Wednesday, Sept. 5
Ever since former Time managing editor Walter Isaacson swooped in to save CNN, the question has lingered: When’s Mr. Isaacson going to tap his peppy young protégé, Time columnist Joel Stein, to do his lampshade-on-the-head act on AOL Time Warner TV?
CNN has, in fact, been talking to Mr. Stein for some time about an on-air role, but it’s unclear what that role would be for the 30-year-old writer, whose smart-ass Time interviews and columns were critical to Mr. Isaacson’s efforts to jiggy-ize the staid newsweekly. Mr. Stein insisted he’s not being considered for his own CNN show. He may, however, pop up as a regular contributor to the super-ballyhooed upcoming 10 p.m. CNN News Hour, anchored by ABC News defector Aaron Brown.
And Mr. Stein doesn’t think anyone should consider him a savior. He’s dubious about his TV talents. “I have talked to some people over there about doing some stuff for that Aaron Brown show,” he said. “I probably am going to shoot something, but I doubt they will air it. I have told them time and time again that I am not meant for TV. And once they see clips of me, I think they are going to be convinced.”
Mr. Stein said he wasn’t trying to be falsely modest. “Many, many shows have not used me again as a guest,” he said. “So no one’s going to use me as a host.”
Why does he think he’s so bad? “I get nervous and I don’t look right–as if I look right normally,” he said. “I don’t know. It’s just bad, trust me.”
A spokesperson for CNN said the network had no comment on Mr. Stein. “We are always looking for the best contributors to CNN. However, we are not going to discuss any of the people we may be talking to,” the spokesperson said.
Meanwhile, Mr. Stein said he is proceeding with his animated show for VH1, the long-in-the-making program he memorably discussed in a Time column last spring, after he received an e-mail from a VH1 executive bashing the show’s writing–an e-mail intended for eyeballs other than Mr. Stein’s.
Mr. Stein said he’s about to do voice-over work for the VH1 ‘toon, but here, too, he was pessimistic. “We are definitely going to have a pilot,” he said, “and then they’ll focus-group it, and no one will like it because it doesn’t make much sense, and then they’ll never show it. But at least I’ll have this pilot to show to my family.”
Current Time managing editor Jim Kelly said he had no problem with Mr. Stein moonlighting with CNN–if it winds up happening. “I knew when Walter became head of CNN he would continue to try and find ways to use Joel,” Mr. Kelly said. He added: “He and Joel go way back, so it doesn’t surprise me.”

• REQUIRED WORK:
- a) Answer these questions from the column on Joel Stein:
(i) Who anchors the upcoming 10 p.m. CNN News Hour?
(ii) For which network is Mr. Stein making an animated show?
(iii) Who is the current managing editor of Time?
- b) Reproduce the passage of the column on Joel Stein from "Mr. Stein said he wasn’t" to "the spokesperson said.".

(Lines of data)
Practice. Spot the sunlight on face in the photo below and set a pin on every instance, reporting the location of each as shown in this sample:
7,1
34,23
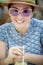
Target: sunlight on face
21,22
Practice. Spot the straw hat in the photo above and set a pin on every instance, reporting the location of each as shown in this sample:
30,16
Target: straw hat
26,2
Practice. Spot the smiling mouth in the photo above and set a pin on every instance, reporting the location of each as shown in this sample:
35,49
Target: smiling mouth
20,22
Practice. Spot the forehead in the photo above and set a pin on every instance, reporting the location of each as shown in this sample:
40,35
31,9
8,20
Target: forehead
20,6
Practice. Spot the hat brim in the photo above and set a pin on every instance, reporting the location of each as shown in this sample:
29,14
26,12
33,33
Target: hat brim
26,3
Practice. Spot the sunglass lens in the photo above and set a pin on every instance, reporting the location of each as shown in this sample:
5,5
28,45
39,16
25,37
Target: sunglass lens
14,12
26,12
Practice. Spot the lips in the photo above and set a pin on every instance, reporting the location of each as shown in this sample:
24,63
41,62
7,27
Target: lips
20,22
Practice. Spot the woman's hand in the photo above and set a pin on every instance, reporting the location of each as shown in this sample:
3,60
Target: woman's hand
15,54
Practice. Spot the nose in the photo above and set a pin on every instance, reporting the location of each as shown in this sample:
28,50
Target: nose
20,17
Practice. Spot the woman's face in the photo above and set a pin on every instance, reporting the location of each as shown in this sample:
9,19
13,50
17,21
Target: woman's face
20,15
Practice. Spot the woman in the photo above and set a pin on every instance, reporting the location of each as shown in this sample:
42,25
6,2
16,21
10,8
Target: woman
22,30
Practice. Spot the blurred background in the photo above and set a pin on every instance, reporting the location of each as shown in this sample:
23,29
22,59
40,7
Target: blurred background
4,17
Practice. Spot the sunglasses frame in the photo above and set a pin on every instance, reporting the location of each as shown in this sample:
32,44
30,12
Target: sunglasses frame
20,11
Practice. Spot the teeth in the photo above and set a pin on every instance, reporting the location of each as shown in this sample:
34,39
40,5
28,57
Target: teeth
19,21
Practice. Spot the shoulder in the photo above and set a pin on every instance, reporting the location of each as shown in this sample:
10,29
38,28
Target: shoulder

...

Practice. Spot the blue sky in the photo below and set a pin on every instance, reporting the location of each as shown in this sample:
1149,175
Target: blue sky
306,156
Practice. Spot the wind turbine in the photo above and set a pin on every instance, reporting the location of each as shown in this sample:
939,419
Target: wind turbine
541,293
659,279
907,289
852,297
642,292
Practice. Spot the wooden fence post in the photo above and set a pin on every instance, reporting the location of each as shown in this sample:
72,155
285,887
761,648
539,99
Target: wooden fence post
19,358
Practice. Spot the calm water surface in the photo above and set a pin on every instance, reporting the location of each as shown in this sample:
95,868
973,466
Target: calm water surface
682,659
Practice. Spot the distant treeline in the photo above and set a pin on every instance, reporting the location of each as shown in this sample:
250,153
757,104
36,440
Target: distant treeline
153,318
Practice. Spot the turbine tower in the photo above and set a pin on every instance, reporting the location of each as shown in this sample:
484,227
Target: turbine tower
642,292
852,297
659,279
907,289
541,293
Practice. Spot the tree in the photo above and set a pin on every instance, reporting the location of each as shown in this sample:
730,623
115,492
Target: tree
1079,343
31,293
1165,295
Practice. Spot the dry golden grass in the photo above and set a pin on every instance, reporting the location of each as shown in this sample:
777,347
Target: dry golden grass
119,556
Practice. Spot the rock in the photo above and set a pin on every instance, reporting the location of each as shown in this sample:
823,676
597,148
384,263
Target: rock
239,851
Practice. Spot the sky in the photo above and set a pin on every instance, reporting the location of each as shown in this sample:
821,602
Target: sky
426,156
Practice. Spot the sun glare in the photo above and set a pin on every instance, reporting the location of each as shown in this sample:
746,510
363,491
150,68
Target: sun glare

...

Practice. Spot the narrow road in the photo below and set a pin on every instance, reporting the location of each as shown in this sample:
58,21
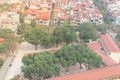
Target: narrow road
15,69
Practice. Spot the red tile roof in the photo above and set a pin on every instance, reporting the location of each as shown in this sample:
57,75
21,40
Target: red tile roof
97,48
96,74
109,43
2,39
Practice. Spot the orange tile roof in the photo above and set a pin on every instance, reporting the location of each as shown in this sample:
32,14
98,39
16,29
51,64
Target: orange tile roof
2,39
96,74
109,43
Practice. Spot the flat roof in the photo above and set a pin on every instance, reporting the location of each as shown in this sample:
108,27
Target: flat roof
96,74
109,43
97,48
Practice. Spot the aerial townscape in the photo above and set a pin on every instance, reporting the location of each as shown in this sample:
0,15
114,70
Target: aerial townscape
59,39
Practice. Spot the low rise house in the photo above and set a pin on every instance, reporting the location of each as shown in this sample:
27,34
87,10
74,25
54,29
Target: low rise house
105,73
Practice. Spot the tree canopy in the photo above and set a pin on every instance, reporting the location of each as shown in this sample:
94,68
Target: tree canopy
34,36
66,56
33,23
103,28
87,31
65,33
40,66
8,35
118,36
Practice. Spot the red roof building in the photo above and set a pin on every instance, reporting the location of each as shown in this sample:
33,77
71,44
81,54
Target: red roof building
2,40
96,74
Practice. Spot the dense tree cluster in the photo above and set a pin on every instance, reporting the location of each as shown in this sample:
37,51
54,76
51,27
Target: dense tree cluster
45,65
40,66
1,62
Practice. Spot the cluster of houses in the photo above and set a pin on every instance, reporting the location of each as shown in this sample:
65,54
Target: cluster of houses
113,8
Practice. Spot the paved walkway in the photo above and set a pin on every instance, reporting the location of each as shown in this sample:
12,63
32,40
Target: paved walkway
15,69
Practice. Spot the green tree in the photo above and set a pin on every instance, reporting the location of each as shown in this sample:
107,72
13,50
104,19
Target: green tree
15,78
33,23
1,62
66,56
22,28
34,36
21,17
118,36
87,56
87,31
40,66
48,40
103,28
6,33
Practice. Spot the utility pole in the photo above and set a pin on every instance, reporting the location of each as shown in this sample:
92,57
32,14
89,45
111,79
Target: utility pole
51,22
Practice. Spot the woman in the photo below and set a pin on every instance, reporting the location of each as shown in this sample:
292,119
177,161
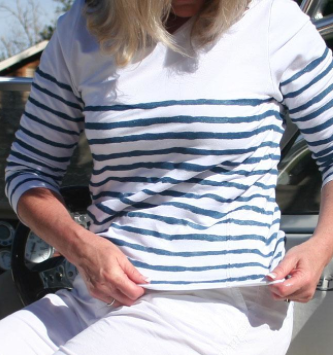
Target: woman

• OUTPUTS BY TASK:
- a)
(i) Aaron Brown
(ii) VH1
(iii) Jim Kelly

- b)
Mr. Stein said he wasn’t trying to be falsely modest. “Many, many shows have not used me again as a guest,” he said. “So no one’s going to use me as a host.”
Why does he think he’s so bad? “I get nervous and I don’t look right–as if I look right normally,” he said. “I don’t know. It’s just bad, trust me.”
A spokesperson for CNN said the network had no comment on Mr. Stein. “We are always looking for the best contributors to CNN. However, we are not going to discuss any of the people we may be talking to,” the spokesperson said.